:: PROBLEM SET ::
1) In the Rust article, what two reasons does the author give for choosing Rust?
2) Pick up the Rust article from its final sentence and write the next few paragraphs.

Rust in production, for fun & profit

At Telepass Assicura I had the opportunity to rewrite a legacy application in Rust: this is the report of that journey 🦀

Antonio Bonifacio

Published in

Telepass Digital

9 min readJan 22, 2024

Intro

I started to fall in love with Rust language in the past few years, so I was eagerly looking for an excuse to go beyond the Rust Book and write some “real world” Rust code.

Recently, the perfect opportunity fell in my lap, since my team and I were requested to update a legacy microservice by adding a cache layer with Redis, so I stepped in and proposed to “adopt” the code and rewrite it in Rust.

At Telepass Assicura we already have backend services written with heterogeneous technologies, mostly Java and Ruby on Rails. One of those RoR services was quite small, it exposed a single REST API to retrieve some data stored on Google BigQuery in the background, when the customer is requesting a quotation for its insurance using the Telepass app or via the Telepass Assicura website. The perfect test subject!

Why Rust? Mainly for two reasons, correctness and efficiency. Correctness is really important to me, especially at work: being mainly a Java developer, I am used to strongly typed programming languages and I am happy to spend some time and have some frictions upfront to make the compiler happy, since I’m confident that in return the code should behave as I expected.

The efficiency of Rust comes from its low-level origins, since it is meant to be in the same ballpark of C and C++: the code is compiled to run natively on the machine, without a VM, a JIT or a garbage collector like Java. For this reason, a program written in Rust will usually consume less CPU and less memory than an equivalent one written in Java or Ruby. As a byproduct, this efficiency in resource usage puts Rust in an interesting position in a “cloud-first” world, since it can significantly reduce costs: do more with less! A win-win situation, both for economical and environmental reasons.

Building blocks and feature parity

As a first step, I did some scouting to decide which framework from the Rust ecosystem would be the best fit for me, since the scale of this project was pretty small and it would have been a solo work.

[Point annotation records]

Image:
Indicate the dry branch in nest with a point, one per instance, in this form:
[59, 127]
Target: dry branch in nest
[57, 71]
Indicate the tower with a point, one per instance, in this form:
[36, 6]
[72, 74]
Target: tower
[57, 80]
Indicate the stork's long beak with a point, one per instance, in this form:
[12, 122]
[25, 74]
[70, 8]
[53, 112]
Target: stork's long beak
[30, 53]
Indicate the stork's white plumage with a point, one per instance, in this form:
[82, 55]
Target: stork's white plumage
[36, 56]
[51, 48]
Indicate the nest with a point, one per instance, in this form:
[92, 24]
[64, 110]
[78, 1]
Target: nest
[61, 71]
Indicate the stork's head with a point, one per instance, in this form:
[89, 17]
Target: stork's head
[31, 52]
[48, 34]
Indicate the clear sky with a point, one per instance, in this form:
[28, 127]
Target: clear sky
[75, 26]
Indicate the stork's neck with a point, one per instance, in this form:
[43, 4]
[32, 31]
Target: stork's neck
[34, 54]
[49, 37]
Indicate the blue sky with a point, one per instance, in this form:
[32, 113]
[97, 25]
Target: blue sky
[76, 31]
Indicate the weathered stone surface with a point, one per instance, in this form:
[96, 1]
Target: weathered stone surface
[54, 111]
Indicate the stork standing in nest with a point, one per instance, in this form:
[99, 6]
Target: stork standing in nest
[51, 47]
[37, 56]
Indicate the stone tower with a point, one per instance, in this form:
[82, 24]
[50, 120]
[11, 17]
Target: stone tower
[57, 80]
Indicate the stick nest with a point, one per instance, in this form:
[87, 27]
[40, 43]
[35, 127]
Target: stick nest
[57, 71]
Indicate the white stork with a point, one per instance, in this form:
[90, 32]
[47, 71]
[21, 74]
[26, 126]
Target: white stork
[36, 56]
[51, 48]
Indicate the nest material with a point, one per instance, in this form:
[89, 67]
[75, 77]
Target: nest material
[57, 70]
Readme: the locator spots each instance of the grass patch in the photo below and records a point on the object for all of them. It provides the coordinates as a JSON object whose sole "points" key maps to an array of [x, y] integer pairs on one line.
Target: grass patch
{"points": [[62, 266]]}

:: RESULTS OF THE EXERCISE ::
1) Correctness and efficiency.

2)
In the past, I took a look at Rocket, but at that time version 0.5 was still in beta and version 0.4 required a non-stable version of Rust to compile, so for me was a no-go. Moreover, the Rust community was already moving towards Axum, a new web framework built around Tokio and its technologies to provide an async-ready framework, with good documentation and lot of posts and tutorials written by the community to get started easily.

The remaining requirement was finding a way to call BigQuery and Redis, possibly through some already developed library, since I didn’t want to reinvent the wheel 😇. Fortunately, Rust has a superpower: a project and dependency manager, similar to maven or npm, called cargo, and its companion registry crates.io. A quick search and I was able to find the two implementations I needed, that I added to my project with just a single command line:

cargo add google-cloud-bigquery redis

At this point I had everything I needed to create a service that had feature parity with the Ruby On Rails implementation: given a customer code, query BigQuery for its clustering data in JSON format and give it back to the caller. One choice I made early on was to handle errors in a clean way, without resorting to .unwrap() everything, initially using anyhow, later moving to the crate color-eyre in order to map domain errors. This is, more or less, the initial code I wrote for the first implementation:

// ...

#[tokio::main]
async fn main() -> Result<(), axum::BoxError> {
    let big_query = gcp_bigquery_client::Client::from_application_default_credentials().await?;

    let app = Router::new()
        .route("/api/v2/coefficients", get(find))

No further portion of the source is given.